_Challenges_:
1) In the A/P Corvette thread, what price are the bodies set to sell for?
2) Extend the A/P Corvette thread from its final line.

_Quoted passage_:
※ ※ ※

# A/P Corvette



## tomhocars (Oct 19, 2005)

Well Bob Beers and I (Tom Stumpf) have come out with a car.We decided on the A/P Corvette.The car will be injection molded in color.The stripes will be tampo printed.Stamped under the body will be the name AFXtras.The pictures are test shot pictures.We will have the test shot cars available for checking at the Parsippany show the weekend.Hiram Durant will be holding an IROC race at he show.These are bodies only.They will fit Aurora AFX,Auto World AFX and Tomy turbo chassis.They will sell for $10.00. They should be available in 3 or 4 weeks.Thank Tom Stumpf


----------



## grungerockjeepe (Jan 8, 2007)

Its about time this car got re-done! Is this another Dash body or is this your own project, Tom?

Either way, Ill be getting ahold of a couple. The white/blue and orange/black will be mine.


----------



## coach61 (Sep 6, 2004)

Sweet Tom! Thanks for adding to our hobby you are da Man!


----------



## 1976Cordoba (Sep 20, 2000)

*SEXY!* 
:woohoo::woohoo:


----------



## DesertSlot (May 8, 2009)

Very nice!


----------



## 1scalevolvo (Feb 5, 2004)

:thumbsup::thumbsup:


Neal:dude:


----------



## T-Jet Racer (Nov 16, 2006)

tomhocars said:


> Well Bob Beers and I (Tom Stumpf) have come out with a car.We decided on the A/P Corvette.The car will be injection molded in color.The stripes will be tampo printed.Stamped under the body will be the name AFXtras.The pictures are test shot pictures.We will have the test shot cars available for checking at the Parsippany show the weekend.Hiram Durant will be holding an IROC race at he show.These are bodies only.They will fit Aurora AFX,Auto World AFX and Tomy turbo chassis.They will sell for $10.00. They should be available in 3 or 4 weeks.Thank Tom Stumpf


They look great Tom!!


----------



## kiwidave (Jul 20, 2009)

※ ※ ※

_Supplied information_:
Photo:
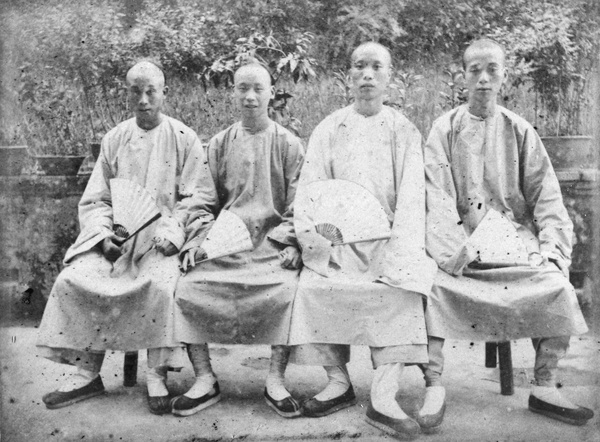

※ ※ ※

_Answers for this exercise_:
1) $10.00

2)
Very cool!!! I will need a couple of those!!


----------



## hefer (Sep 18, 1999)

tomhocars said:


> They will sell for $10.00. They should be available in 3 or 4 weeks.Thank Tom Stumpf


Available where? Is there a web site or will they be on the swap & sale board?


----------



## slotcarman12078 (Oct 3, 2008)

Sweeeeeet!!!!


----------



## roadrner (Jul 21, 1999)

hefer said:


> Available where? Is there a web site or will they be on the swap & sale board?


 
Yes, I will order a few of these if they're available through the web or email. Let us know when they're ready. Sweet! :thumbsup::thumbsup: rr


----------



## Hilltop Raceway (Feb 12, 2006)

Hey look great Tom!!! Instead of the bagels, just send a few bodies  I'll be at the mailbox... RM


----------



## win43 (Aug 28, 2006)

Hilltop Raceway said:


> Hey look great Tom!!! Instead of the bagels, just send a few bodies  I'll be at the mailbox... RM


LMAO!!!!! :lol: But BAGELS .......... :beatdeadhorse:

VERY COOL looking Vettes :thumbsup::thumbsup:


----------



## tomhocars (Oct 19, 2005)

The Corvette's will be available at the shows and by email in about 3 or 4 weeks..You can email me at [email protected] Thanks Tom Stumpf


----------



## joeslotcar (Mar 12, 2003)

Good choice! American hosepower, Apple pie and Chev-ro-let!!! vroooom, vroooooom! I want some.
-Joe S


----------



## RacerDave (Mar 28, 2006)

Great news Tom. Those look very nice. Nice choice of body to re-do. Looking forward to ordering one. Dave.


----------



## Dragula (Jun 27, 2003)

Tom,call me when there ready,I will get a few of all but the yellow black combo.These are my second favorite afx body.These look great!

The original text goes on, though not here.